_Brano di riferimento_.
******************************
Roma

Guerra dei tamponi, vince la Regione Lazio: test vietati ai centri privati

Il Consiglio di Stato ha stabilito che i centri diagnostici privati non possono eseguire i tamponi: “Analisi e tracciatura affidata in esclusiva alla Regione”

Coronavirus, la guerra dei tamponi tra l'assessore alla Sanità Alessio D'Amato e laboratori di analisi privati la vince la Regione Lazio.

Il Consiglio di Stato, con il decreto cautelare monocratico depositato venerdì, in riforma dell’ordinanza cautelare del Tar, ha infatti stabilito che i centri diagnostici privati non possono eseguire i tamponi, in quanto tale attività di analisi e tracciatura è stata affidata dalla Regione, in esclusiva, al servizio diagnostico pubblico tramite la rete d’eccellenza Coronet Lazio. La rete Coronet “è idonea a gestire, tracciare, elaborare la sottoposizione a test senza che l’auspicato contributo privato sia di decisiva utilità”.
******************************
_Dati forniti_.
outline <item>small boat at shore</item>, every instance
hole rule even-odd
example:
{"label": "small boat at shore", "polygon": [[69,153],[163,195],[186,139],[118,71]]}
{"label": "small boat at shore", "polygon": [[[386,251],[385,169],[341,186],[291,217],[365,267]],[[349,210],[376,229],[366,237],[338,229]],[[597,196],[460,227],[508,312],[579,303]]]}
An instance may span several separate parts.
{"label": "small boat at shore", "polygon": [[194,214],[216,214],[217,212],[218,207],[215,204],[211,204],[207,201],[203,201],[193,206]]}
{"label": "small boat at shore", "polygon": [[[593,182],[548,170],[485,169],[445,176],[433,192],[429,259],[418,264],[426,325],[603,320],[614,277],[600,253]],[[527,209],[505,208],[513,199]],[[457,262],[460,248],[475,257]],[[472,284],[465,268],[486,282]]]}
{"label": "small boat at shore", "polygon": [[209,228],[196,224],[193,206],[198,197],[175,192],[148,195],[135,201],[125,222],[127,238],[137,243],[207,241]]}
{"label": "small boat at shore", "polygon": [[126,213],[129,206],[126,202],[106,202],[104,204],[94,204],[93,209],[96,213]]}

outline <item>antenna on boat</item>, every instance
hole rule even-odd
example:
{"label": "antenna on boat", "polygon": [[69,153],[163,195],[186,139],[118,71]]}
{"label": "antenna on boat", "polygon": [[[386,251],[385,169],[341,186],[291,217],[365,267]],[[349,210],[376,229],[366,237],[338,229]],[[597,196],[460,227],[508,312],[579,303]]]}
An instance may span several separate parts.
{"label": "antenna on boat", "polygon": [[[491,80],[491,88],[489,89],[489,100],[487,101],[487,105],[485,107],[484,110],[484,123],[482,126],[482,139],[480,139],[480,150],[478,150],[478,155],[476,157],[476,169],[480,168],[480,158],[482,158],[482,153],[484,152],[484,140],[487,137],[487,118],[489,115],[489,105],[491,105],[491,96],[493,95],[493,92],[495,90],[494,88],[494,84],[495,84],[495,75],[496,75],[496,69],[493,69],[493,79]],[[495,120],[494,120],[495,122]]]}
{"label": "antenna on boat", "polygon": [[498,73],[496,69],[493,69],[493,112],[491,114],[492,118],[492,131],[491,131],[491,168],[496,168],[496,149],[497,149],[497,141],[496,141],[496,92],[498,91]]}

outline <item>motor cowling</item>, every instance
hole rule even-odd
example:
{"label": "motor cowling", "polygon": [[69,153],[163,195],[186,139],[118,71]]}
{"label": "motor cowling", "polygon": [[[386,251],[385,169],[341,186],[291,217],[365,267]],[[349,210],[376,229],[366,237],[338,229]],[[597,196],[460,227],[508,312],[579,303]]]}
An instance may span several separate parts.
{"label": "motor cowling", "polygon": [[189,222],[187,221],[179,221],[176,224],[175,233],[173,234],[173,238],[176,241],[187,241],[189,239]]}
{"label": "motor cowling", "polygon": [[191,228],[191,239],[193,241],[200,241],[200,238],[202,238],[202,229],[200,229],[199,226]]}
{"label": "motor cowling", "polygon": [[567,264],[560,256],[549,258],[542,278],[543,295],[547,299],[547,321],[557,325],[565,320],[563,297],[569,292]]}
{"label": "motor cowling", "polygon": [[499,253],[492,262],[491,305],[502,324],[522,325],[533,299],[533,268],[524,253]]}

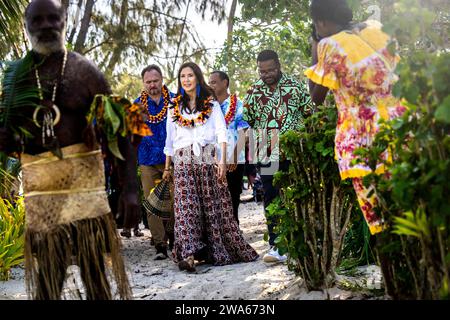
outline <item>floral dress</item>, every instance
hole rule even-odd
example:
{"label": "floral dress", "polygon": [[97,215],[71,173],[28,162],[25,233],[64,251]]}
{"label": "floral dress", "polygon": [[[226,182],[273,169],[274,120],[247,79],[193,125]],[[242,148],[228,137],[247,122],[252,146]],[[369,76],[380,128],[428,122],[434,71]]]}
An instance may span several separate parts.
{"label": "floral dress", "polygon": [[[335,157],[342,179],[354,178],[355,190],[371,232],[381,231],[381,220],[373,212],[374,197],[358,180],[371,169],[364,163],[353,163],[354,151],[371,146],[379,131],[378,121],[400,116],[405,107],[392,95],[397,80],[393,70],[398,56],[390,54],[390,38],[381,24],[369,20],[353,30],[344,30],[322,39],[317,48],[318,63],[305,71],[314,83],[329,88],[335,97],[338,123]],[[383,160],[389,160],[386,150]],[[385,168],[380,161],[376,173]]]}

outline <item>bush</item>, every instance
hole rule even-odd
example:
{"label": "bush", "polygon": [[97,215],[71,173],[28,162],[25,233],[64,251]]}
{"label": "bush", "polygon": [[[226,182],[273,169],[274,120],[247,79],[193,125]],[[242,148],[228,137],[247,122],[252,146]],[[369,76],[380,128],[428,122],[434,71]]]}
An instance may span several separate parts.
{"label": "bush", "polygon": [[394,94],[408,111],[385,124],[372,150],[361,151],[369,162],[387,147],[394,156],[390,174],[365,182],[376,184],[389,226],[377,250],[387,293],[395,299],[450,298],[448,9],[441,0],[396,4],[386,31],[400,42]]}
{"label": "bush", "polygon": [[9,279],[10,269],[24,260],[25,208],[23,198],[15,203],[0,200],[0,281]]}
{"label": "bush", "polygon": [[[275,240],[280,253],[289,253],[289,268],[308,290],[329,287],[335,280],[350,219],[358,206],[350,181],[342,181],[334,159],[337,112],[319,107],[301,131],[280,138],[291,161],[289,172],[277,172],[274,184],[281,199],[268,207],[278,220]],[[362,246],[362,244],[361,244]]]}

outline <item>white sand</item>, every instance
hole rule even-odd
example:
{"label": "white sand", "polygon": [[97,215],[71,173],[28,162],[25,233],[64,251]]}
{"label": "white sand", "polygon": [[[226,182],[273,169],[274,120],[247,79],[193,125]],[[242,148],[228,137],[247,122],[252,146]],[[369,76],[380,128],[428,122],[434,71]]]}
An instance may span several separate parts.
{"label": "white sand", "polygon": [[[134,299],[327,299],[326,292],[307,292],[302,280],[289,271],[286,264],[274,265],[262,261],[268,250],[268,244],[263,240],[267,228],[262,204],[241,203],[239,209],[244,236],[260,254],[254,262],[219,267],[202,265],[197,267],[196,273],[190,274],[179,271],[171,259],[153,260],[156,251],[150,246],[149,230],[143,230],[143,237],[123,239],[123,255]],[[75,266],[69,268],[66,287],[70,287],[73,281],[80,281],[77,269]],[[376,272],[379,275],[379,271]],[[364,299],[360,293],[336,287],[328,290],[328,297]],[[65,298],[71,299],[71,296],[66,294]],[[11,279],[0,282],[0,299],[26,299],[22,268],[14,268]]]}

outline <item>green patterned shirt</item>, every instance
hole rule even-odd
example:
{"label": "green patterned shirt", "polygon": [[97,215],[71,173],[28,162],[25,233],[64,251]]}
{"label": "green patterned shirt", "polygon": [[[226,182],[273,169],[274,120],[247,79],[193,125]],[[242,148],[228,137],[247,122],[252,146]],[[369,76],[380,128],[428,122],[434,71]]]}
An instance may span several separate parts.
{"label": "green patterned shirt", "polygon": [[[303,118],[310,112],[311,97],[306,84],[284,73],[272,90],[261,79],[256,81],[244,98],[244,120],[252,129],[278,129],[279,134],[297,130],[303,126]],[[254,132],[254,138],[258,135]],[[278,161],[278,145],[272,147],[270,161]],[[258,155],[258,161],[267,162]]]}

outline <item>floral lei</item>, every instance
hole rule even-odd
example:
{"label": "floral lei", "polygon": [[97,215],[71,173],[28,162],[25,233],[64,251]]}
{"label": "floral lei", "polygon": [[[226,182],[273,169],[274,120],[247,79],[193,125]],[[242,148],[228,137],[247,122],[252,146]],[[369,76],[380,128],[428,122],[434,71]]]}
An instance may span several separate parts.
******************************
_Istruzioni da seguire_.
Nel brano sulla guerra dei tamponi nel Lazio, tramite quale rete la Regione ha affidato in esclusiva al servizio diagnostico pubblico l'analisi e la tracciatura?

_Risultato_.
Tramite la rete d'eccellenza Coronet Lazio.